**What you are asked to do**
Write out each record exactly and skip every image.

Stored data
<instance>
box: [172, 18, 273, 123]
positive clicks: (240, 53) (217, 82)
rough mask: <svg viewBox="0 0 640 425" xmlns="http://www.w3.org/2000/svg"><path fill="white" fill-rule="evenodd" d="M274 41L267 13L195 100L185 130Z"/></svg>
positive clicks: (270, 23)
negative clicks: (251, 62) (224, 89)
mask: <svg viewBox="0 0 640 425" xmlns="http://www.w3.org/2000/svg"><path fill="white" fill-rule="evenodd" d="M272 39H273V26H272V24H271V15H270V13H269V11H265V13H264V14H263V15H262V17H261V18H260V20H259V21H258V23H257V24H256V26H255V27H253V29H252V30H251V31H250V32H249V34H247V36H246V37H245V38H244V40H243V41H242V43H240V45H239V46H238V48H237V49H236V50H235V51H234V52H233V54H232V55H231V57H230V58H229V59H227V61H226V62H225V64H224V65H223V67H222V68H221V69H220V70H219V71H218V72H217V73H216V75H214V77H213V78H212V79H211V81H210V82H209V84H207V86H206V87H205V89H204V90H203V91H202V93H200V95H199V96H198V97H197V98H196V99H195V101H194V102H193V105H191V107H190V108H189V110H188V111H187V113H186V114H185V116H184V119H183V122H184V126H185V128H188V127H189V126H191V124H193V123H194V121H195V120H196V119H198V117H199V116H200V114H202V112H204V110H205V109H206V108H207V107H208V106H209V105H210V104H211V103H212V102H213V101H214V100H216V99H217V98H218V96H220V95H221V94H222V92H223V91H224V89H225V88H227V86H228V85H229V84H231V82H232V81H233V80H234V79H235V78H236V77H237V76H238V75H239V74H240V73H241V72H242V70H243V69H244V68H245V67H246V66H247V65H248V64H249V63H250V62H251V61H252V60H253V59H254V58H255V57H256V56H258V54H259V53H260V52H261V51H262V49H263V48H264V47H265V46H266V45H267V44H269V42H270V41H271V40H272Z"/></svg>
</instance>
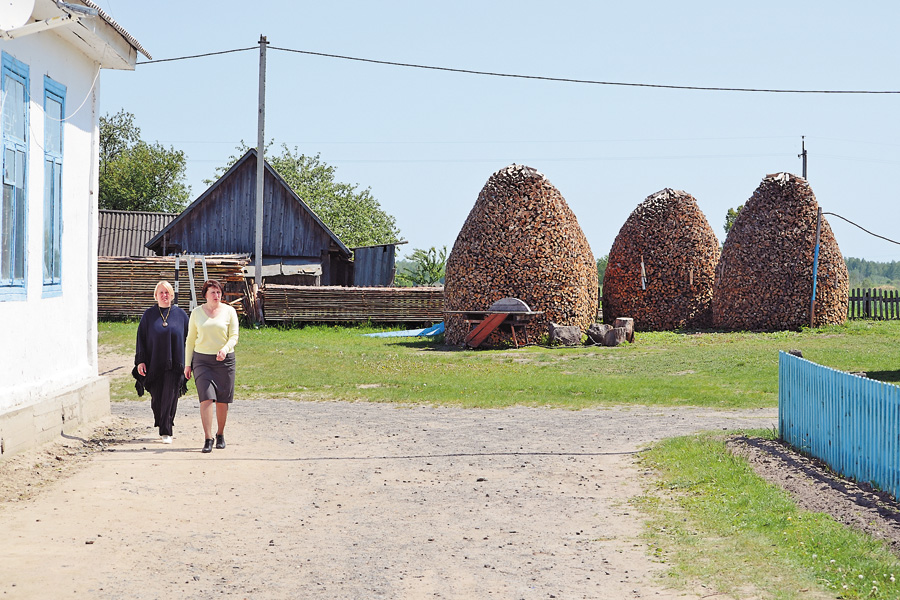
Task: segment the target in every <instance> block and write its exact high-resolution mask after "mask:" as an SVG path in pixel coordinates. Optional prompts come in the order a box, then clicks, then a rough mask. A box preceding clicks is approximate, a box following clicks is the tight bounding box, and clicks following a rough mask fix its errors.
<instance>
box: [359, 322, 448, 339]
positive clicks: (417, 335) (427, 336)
mask: <svg viewBox="0 0 900 600" xmlns="http://www.w3.org/2000/svg"><path fill="white" fill-rule="evenodd" d="M442 333H444V323H443V322H441V323H438V324H437V325H432V326H431V327H426V328H425V329H407V330H405V331H384V332H382V333H364V334H363V335H364V336H366V337H433V336H436V335H440V334H442Z"/></svg>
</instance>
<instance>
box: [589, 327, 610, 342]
mask: <svg viewBox="0 0 900 600" xmlns="http://www.w3.org/2000/svg"><path fill="white" fill-rule="evenodd" d="M610 329H612V325H609V324H608V323H594V324H593V325H591V326H590V327H588V330H587V336H588V342H590V343H593V344H595V345H597V346H602V345H603V341H604V339H606V332H607V331H609V330H610ZM585 343H587V342H585Z"/></svg>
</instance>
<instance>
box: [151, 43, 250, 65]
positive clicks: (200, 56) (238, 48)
mask: <svg viewBox="0 0 900 600" xmlns="http://www.w3.org/2000/svg"><path fill="white" fill-rule="evenodd" d="M247 50H259V46H251V47H250V48H235V49H234V50H221V51H219V52H207V53H206V54H193V55H191V56H178V57H175V58H160V59H158V60H145V61H143V62H139V63H135V64H138V65H153V64H156V63H161V62H173V61H176V60H190V59H192V58H205V57H207V56H218V55H220V54H231V53H233V52H246V51H247Z"/></svg>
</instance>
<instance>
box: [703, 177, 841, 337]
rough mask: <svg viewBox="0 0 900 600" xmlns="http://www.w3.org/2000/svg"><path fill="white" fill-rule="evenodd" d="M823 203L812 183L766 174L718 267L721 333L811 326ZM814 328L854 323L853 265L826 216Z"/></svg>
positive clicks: (741, 216)
mask: <svg viewBox="0 0 900 600" xmlns="http://www.w3.org/2000/svg"><path fill="white" fill-rule="evenodd" d="M818 211H819V205H818V203H817V202H816V197H815V194H813V191H812V188H811V187H810V185H809V183H808V182H807V181H806V180H805V179H803V178H802V177H798V176H796V175H791V174H790V173H776V174H773V175H767V176H766V177H765V178H764V179H763V181H762V183H760V185H759V187H757V188H756V191H754V192H753V195H752V196H751V197H750V199H749V200H747V202H746V204H744V208H743V209H741V211H740V213H738V217H737V219H735V221H734V225H733V226H732V228H731V231H730V232H729V233H728V237H727V238H726V239H725V244H724V245H723V247H722V258H721V260H720V261H719V265H718V267H717V268H716V279H715V285H714V293H713V307H712V314H713V324H714V326H715V327H718V328H722V329H736V330H749V331H752V330H769V331H777V330H785V329H799V328H801V327H804V326H808V325H809V324H810V303H811V300H812V288H813V275H814V274H813V263H814V255H815V244H816V223H817V219H818ZM817 275H818V278H817V284H816V286H817V287H816V306H815V311H814V312H815V317H814V318H815V325H816V326H819V325H826V324H841V323H843V322H844V321H845V320H846V319H847V302H848V298H849V293H850V287H849V277H848V274H847V266H846V264H845V262H844V258H843V256H842V255H841V251H840V248H839V247H838V244H837V240H836V239H835V237H834V233H833V232H832V230H831V227H830V226H829V224H828V221H827V220H826V219H825V218H824V217H823V218H822V226H821V236H820V242H819V262H818V274H817Z"/></svg>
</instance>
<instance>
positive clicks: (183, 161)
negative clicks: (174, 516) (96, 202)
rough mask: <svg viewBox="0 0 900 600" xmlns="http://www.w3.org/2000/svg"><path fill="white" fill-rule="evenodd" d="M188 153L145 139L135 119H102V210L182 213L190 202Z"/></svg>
mask: <svg viewBox="0 0 900 600" xmlns="http://www.w3.org/2000/svg"><path fill="white" fill-rule="evenodd" d="M186 167H187V159H186V158H185V156H184V152H182V151H181V150H175V149H174V148H171V147H170V148H168V149H166V148H165V147H163V146H162V145H161V144H158V143H156V144H149V143H147V142H145V141H144V140H142V139H141V130H140V129H139V128H138V127H137V126H136V125H135V124H134V115H133V114H131V113H129V112H125V111H124V110H120V111H119V112H118V113H116V114H115V115H112V116H109V115H104V116H102V117H100V188H99V192H100V193H99V201H100V208H102V209H108V210H140V211H148V212H180V211H181V210H182V209H183V208H184V206H185V205H186V204H187V202H188V199H189V198H190V192H191V190H190V187H189V186H187V185H186V184H185V182H184V178H185V169H186Z"/></svg>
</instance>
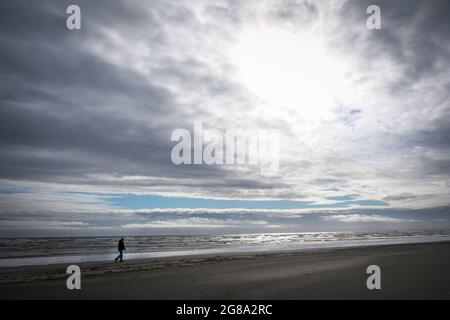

**Response area**
<instance>
box: [172, 18, 273, 123]
positive clicks: (240, 53) (217, 82)
rough mask: <svg viewBox="0 0 640 425" xmlns="http://www.w3.org/2000/svg"><path fill="white" fill-rule="evenodd" d="M274 41L267 13L195 100L185 130Z"/></svg>
positive clicks: (270, 23)
negative clicks: (251, 62) (224, 89)
mask: <svg viewBox="0 0 640 425" xmlns="http://www.w3.org/2000/svg"><path fill="white" fill-rule="evenodd" d="M272 39H273V26H272V24H271V15H270V13H269V11H265V13H264V14H263V15H262V17H261V18H260V20H259V21H258V23H257V24H256V26H255V27H253V29H252V30H251V31H250V32H249V34H247V36H246V37H245V38H244V40H243V41H242V43H240V45H239V46H238V48H237V49H236V50H235V51H234V52H233V54H232V55H231V57H230V58H229V59H227V61H226V62H225V64H224V65H223V67H222V68H221V69H220V70H219V71H218V72H217V73H216V75H214V77H213V78H212V79H211V81H210V82H209V84H207V86H206V87H205V89H204V90H203V91H202V93H200V95H199V96H198V97H197V98H196V99H195V101H194V102H193V105H191V107H190V108H189V110H188V111H187V113H186V114H185V116H184V119H183V122H184V126H185V128H188V127H189V126H191V124H193V123H194V121H195V120H196V119H198V117H199V116H200V114H202V112H204V110H205V109H206V108H207V107H208V106H209V105H210V104H211V103H212V102H213V101H214V100H216V99H217V98H218V96H220V95H221V94H222V92H223V91H224V89H225V88H227V86H228V85H229V84H231V82H232V81H233V80H234V79H235V78H236V77H237V76H238V75H239V74H240V73H241V72H242V70H243V69H244V68H245V67H246V66H247V65H248V64H249V63H250V62H251V61H252V60H253V59H254V58H255V57H256V56H258V54H259V53H260V52H261V51H262V49H263V48H264V47H265V46H266V45H267V44H269V42H270V41H271V40H272Z"/></svg>
</instance>
Task: segment the target in every <instance> block and write its exact high-resolution mask after "mask:" as an SVG path in pixel coordinates. Optional prompts come in the order a box, then clicks, then a rough mask. A box preceding clicks is approximate, a box following clicks is the tight bounding box, and clicks following a rough mask fix its errors.
<instance>
box: [359, 322, 448, 339]
positive clicks: (417, 335) (427, 336)
mask: <svg viewBox="0 0 900 600" xmlns="http://www.w3.org/2000/svg"><path fill="white" fill-rule="evenodd" d="M442 333H444V323H443V322H441V323H438V324H437V325H432V326H431V327H426V328H425V329H407V330H405V331H384V332H382V333H364V334H363V335H364V336H366V337H433V336H436V335H440V334H442Z"/></svg>
</instance>
<instance>
box: [589, 327, 610, 342]
mask: <svg viewBox="0 0 900 600" xmlns="http://www.w3.org/2000/svg"><path fill="white" fill-rule="evenodd" d="M610 329H612V325H609V324H608V323H594V324H593V325H591V326H590V327H588V330H587V336H588V342H590V343H593V344H595V345H597V346H602V345H603V341H604V339H606V332H607V331H609V330H610ZM585 343H587V342H585Z"/></svg>
</instance>
<instance>
box: [151, 43, 250, 65]
positive clicks: (200, 56) (238, 48)
mask: <svg viewBox="0 0 900 600" xmlns="http://www.w3.org/2000/svg"><path fill="white" fill-rule="evenodd" d="M247 50H259V46H251V47H250V48H235V49H234V50H221V51H219V52H207V53H206V54H193V55H191V56H178V57H175V58H160V59H158V60H145V61H143V62H139V63H135V64H138V65H153V64H156V63H161V62H173V61H176V60H190V59H192V58H205V57H207V56H218V55H220V54H231V53H233V52H246V51H247Z"/></svg>
</instance>
<instance>
box: [703, 177, 841, 337]
rough mask: <svg viewBox="0 0 900 600" xmlns="http://www.w3.org/2000/svg"><path fill="white" fill-rule="evenodd" d="M823 203L812 183L766 174L718 267L721 333L811 326ZM814 328L854 323L853 265L826 216Z"/></svg>
positive clicks: (741, 216)
mask: <svg viewBox="0 0 900 600" xmlns="http://www.w3.org/2000/svg"><path fill="white" fill-rule="evenodd" d="M818 211H819V205H818V203H817V202H816V197H815V194H813V191H812V188H811V187H810V185H809V183H808V182H807V181H806V180H805V179H803V178H802V177H798V176H796V175H791V174H790V173H776V174H773V175H767V176H766V177H765V178H764V179H763V181H762V183H760V185H759V187H757V188H756V191H754V192H753V195H752V196H751V197H750V199H749V200H747V202H746V204H744V208H743V209H741V211H740V213H738V217H737V219H735V221H734V225H733V226H732V228H731V231H730V232H729V233H728V237H727V238H726V239H725V244H724V245H723V247H722V258H721V260H720V261H719V265H718V267H717V268H716V279H715V285H714V293H713V307H712V314H713V324H714V326H715V327H718V328H722V329H736V330H749V331H752V330H769V331H777V330H785V329H799V328H801V327H804V326H808V325H809V324H810V303H811V300H812V288H813V275H814V274H813V263H814V255H815V244H816V223H817V219H818ZM817 275H818V278H817V284H816V286H817V287H816V306H815V311H814V312H815V317H814V318H815V325H816V326H819V325H826V324H841V323H843V322H844V321H845V320H846V319H847V302H848V298H849V293H850V287H849V277H848V274H847V266H846V264H845V262H844V258H843V256H842V255H841V251H840V248H839V247H838V244H837V240H836V239H835V237H834V233H833V232H832V230H831V227H830V226H829V224H828V221H827V220H826V219H825V218H824V217H823V218H822V226H821V236H820V242H819V262H818V274H817Z"/></svg>
</instance>
<instance>
positive clicks: (183, 161)
negative clicks: (174, 516) (96, 202)
rough mask: <svg viewBox="0 0 900 600" xmlns="http://www.w3.org/2000/svg"><path fill="white" fill-rule="evenodd" d="M188 153L145 139L135 119H102V210L182 213L190 202Z"/></svg>
mask: <svg viewBox="0 0 900 600" xmlns="http://www.w3.org/2000/svg"><path fill="white" fill-rule="evenodd" d="M186 167H187V159H186V158H185V156H184V152H182V151H181V150H175V149H174V148H171V147H170V148H168V149H166V148H165V147H163V146H162V145H161V144H158V143H156V144H149V143H147V142H145V141H144V140H142V139H141V130H140V129H139V128H138V127H137V126H136V125H135V124H134V115H133V114H131V113H129V112H125V111H124V110H120V111H119V112H118V113H116V114H115V115H112V116H109V115H104V116H102V117H100V188H99V192H100V193H99V201H100V208H102V209H108V210H140V211H148V212H180V211H181V210H182V209H183V208H184V206H185V205H186V204H187V202H188V199H189V198H190V192H191V190H190V187H189V186H187V185H186V184H185V182H184V178H185V169H186Z"/></svg>
</instance>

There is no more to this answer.